> **DOCUMENT TEXT**:
The defendants in the landmark Sitzer/Burnett suit who vowed a long legal fight after the guilty verdict are delivering, adding top legal brass to their benches.
Keller Williams tapped Paul Clement to be part of the franchisor’s appeal team, Inman reported. Clement served as U.S. Solicitor General — the fourth-highest post in the Department of Justice — from 2005 to 2008. He’s an appellate attorney in private practice who has argued more than 100 cases before the Supreme Court.
The National Association of Realtors also brought in a former U.S. Solicitor General, with experience working under Clement. NAR tapped Gregory Garre for its legal team; Garre succeeded Clement as Solicitor General and has argued dozens of cases before the Supreme Court. He’s defending Purdue Pharma’s bankruptcy settlement.
Other defendants are also adding appellate lawyers to their ranks, including some with proposed settlements that have yet to be approved.
The legal bulk-up comes shortly after a Kansas City jury found NAR, KW and HomeServices of America guilty of colluding to inflate broker commissions, elevating costs for home sellers and violating antitrust laws. The verdict carried a $1.8 billion judgment for the plaintiffs, which can be trebled in the judge’s final decision to $5.4 billion.

Saved entries:
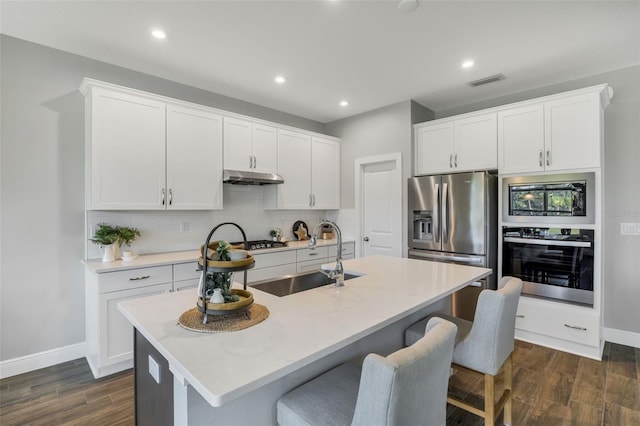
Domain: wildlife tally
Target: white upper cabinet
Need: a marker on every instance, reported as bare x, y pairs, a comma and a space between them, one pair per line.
434, 147
249, 146
125, 150
325, 173
294, 165
456, 145
144, 153
194, 160
476, 143
521, 139
310, 167
573, 132
561, 133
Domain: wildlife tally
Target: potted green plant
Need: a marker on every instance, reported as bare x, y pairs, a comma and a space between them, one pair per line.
222, 280
127, 235
110, 238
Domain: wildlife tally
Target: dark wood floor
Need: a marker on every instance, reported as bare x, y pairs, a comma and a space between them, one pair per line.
550, 388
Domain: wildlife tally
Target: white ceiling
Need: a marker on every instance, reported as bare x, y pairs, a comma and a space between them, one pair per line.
368, 52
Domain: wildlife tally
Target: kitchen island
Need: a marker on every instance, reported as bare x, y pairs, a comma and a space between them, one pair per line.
235, 378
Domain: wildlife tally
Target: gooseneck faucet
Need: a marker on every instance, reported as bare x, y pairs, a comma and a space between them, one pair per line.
336, 273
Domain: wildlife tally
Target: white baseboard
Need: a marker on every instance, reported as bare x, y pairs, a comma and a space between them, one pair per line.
24, 364
622, 337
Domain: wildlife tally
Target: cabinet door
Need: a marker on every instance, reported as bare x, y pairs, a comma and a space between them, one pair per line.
325, 174
126, 150
116, 332
521, 139
237, 144
194, 159
265, 148
573, 132
294, 165
434, 148
476, 143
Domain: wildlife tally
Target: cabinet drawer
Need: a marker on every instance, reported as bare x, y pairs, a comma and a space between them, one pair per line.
559, 320
134, 278
186, 271
348, 249
267, 260
308, 254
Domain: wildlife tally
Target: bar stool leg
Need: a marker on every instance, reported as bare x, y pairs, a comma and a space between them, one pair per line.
508, 384
489, 399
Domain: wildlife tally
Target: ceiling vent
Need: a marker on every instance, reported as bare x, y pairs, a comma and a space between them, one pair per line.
486, 80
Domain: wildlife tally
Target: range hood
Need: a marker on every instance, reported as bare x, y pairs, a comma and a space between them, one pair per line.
241, 177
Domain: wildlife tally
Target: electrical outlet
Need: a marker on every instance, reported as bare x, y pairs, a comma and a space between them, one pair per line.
154, 369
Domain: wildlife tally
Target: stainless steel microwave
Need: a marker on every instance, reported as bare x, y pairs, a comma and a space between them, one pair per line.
553, 199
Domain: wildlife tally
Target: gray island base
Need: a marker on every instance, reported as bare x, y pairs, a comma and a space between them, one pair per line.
236, 378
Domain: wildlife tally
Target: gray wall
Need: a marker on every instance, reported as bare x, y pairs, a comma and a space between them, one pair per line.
621, 282
42, 187
385, 130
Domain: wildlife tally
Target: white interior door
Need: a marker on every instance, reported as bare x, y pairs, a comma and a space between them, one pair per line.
380, 208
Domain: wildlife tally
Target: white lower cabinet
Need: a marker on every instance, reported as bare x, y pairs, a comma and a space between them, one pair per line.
109, 335
566, 327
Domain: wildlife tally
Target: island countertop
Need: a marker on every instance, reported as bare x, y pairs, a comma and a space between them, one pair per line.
301, 328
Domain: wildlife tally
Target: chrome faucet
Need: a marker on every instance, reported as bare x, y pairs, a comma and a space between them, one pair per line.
336, 273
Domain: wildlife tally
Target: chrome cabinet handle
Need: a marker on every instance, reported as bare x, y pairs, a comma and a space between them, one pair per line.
575, 327
144, 277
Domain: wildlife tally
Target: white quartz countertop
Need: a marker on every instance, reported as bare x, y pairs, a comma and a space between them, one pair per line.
169, 258
301, 328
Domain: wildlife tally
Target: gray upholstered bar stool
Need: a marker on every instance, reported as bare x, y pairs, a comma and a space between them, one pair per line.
408, 387
485, 345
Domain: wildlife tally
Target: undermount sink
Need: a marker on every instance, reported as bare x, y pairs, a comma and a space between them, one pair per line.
290, 284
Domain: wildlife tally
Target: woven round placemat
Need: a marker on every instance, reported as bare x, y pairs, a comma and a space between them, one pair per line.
192, 320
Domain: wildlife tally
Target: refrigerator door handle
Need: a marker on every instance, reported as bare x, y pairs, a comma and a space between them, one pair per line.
444, 216
436, 212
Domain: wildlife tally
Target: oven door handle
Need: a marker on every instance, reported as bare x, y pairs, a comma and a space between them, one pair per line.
543, 242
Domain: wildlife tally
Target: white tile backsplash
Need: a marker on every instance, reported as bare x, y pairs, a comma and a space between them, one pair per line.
162, 230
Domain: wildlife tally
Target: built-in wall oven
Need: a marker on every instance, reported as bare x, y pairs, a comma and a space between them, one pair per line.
554, 263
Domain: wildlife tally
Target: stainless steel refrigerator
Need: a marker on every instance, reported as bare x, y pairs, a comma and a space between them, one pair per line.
454, 218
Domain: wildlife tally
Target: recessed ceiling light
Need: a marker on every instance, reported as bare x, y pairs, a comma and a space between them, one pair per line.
468, 64
159, 34
407, 5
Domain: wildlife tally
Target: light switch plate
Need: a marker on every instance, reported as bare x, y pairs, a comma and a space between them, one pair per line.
154, 369
628, 228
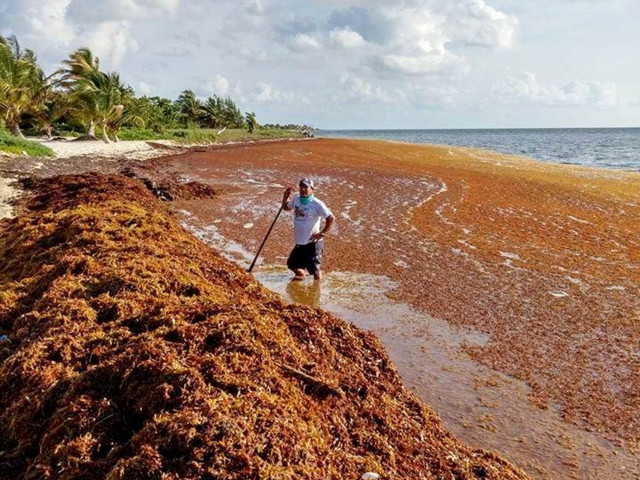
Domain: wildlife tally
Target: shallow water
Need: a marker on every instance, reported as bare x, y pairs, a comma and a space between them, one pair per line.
481, 406
615, 148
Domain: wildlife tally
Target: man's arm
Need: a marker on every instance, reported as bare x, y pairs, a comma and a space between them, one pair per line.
285, 198
327, 226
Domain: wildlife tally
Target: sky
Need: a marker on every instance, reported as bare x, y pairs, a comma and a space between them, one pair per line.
362, 64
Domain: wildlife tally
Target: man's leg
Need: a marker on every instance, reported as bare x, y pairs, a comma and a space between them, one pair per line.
316, 260
299, 273
293, 263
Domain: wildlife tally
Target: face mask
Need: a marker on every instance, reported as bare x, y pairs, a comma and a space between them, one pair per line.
306, 200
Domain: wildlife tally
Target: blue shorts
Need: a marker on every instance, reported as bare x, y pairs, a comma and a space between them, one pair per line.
306, 257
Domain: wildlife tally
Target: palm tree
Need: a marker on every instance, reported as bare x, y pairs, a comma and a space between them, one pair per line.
107, 94
252, 121
21, 82
190, 107
212, 111
56, 105
80, 66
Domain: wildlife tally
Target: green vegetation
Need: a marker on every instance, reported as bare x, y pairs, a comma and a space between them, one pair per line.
207, 135
80, 97
12, 144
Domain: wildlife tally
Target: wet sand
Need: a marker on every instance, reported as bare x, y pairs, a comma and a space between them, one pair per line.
539, 261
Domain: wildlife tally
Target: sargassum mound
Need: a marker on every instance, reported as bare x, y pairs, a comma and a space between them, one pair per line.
136, 352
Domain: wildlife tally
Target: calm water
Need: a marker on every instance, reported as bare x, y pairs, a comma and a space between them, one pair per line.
617, 148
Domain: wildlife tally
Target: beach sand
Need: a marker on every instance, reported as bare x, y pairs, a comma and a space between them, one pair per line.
539, 260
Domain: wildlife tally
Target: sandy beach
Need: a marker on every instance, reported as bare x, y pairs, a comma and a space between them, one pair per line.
541, 259
533, 268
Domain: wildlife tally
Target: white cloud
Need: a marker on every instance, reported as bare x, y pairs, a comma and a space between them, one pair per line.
476, 23
39, 23
144, 88
356, 89
266, 93
109, 10
218, 85
525, 88
417, 45
111, 41
346, 38
303, 41
255, 8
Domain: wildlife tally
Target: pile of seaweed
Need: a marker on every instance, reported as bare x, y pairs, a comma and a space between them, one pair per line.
136, 352
165, 185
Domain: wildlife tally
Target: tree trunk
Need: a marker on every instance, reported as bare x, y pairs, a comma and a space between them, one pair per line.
104, 133
91, 129
16, 130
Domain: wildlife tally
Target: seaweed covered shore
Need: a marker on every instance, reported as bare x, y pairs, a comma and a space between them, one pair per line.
137, 352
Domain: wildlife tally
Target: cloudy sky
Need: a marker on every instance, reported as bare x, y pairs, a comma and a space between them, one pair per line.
362, 63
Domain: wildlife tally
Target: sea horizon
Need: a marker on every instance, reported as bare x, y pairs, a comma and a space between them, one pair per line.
604, 147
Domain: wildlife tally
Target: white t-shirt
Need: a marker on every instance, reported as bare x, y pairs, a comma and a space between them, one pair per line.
307, 218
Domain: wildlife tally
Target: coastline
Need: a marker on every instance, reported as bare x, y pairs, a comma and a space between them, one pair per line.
474, 283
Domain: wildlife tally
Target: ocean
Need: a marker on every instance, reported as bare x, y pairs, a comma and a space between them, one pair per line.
617, 148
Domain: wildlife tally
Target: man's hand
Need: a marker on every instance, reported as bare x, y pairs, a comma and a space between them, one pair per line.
285, 197
287, 193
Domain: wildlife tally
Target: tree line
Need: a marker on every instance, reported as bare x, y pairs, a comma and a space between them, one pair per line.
80, 95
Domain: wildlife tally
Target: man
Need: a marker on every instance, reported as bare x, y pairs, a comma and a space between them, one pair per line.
308, 212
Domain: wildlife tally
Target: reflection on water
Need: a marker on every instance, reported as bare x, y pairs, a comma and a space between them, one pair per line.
481, 406
306, 292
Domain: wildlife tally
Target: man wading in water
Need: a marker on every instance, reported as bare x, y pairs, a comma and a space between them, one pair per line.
308, 213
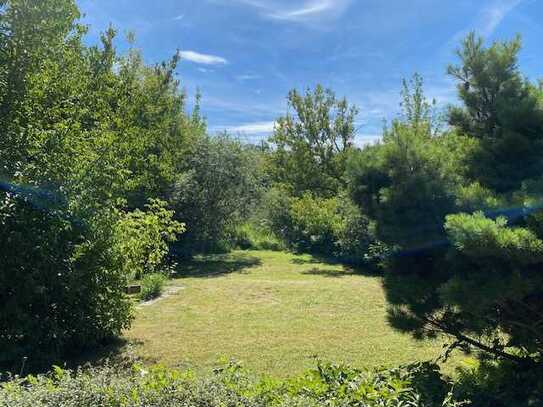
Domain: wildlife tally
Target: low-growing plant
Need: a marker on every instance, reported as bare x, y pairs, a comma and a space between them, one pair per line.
143, 237
231, 385
152, 286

> **PARTS OF THE EXERCISE**:
**A)** In the article on the Sitzer/Burnett appeal teams, during which years did Paul Clement serve as U.S. Solicitor General?
**B)** Extend the article on the Sitzer/Burnett appeal teams, starting right after its last sentence.

> **YOUR WRITTEN ANSWERS**:
**A)** From 2005 to 2008.

**B)**
On top of a wave of copycat lawsuits, the world of residential brokerage is still grappling with the ramifications of the first verdict of its kind. Beyond agent commission structures, the ruling could help accelerate the demise of exclusive listings and MLS systems.
The defendants have already made legal moves in response to the Sitzer/Burnett verdict. The district court granted a motion this week requesting the court clerk’s recording of the jury verdict be vacated, which allows the sides to request and comment on the verdict. It also gives the plaintiffs the formal chance to ask for damages to be trebeled.
The defendants’ post-trial motions are due to the court on Jan. 8. A district court judgment won’t come until 30 days after post-trial motions are resolved; oppositions to the defendants’ motions are due Feb. 26, while further replies are due March 18.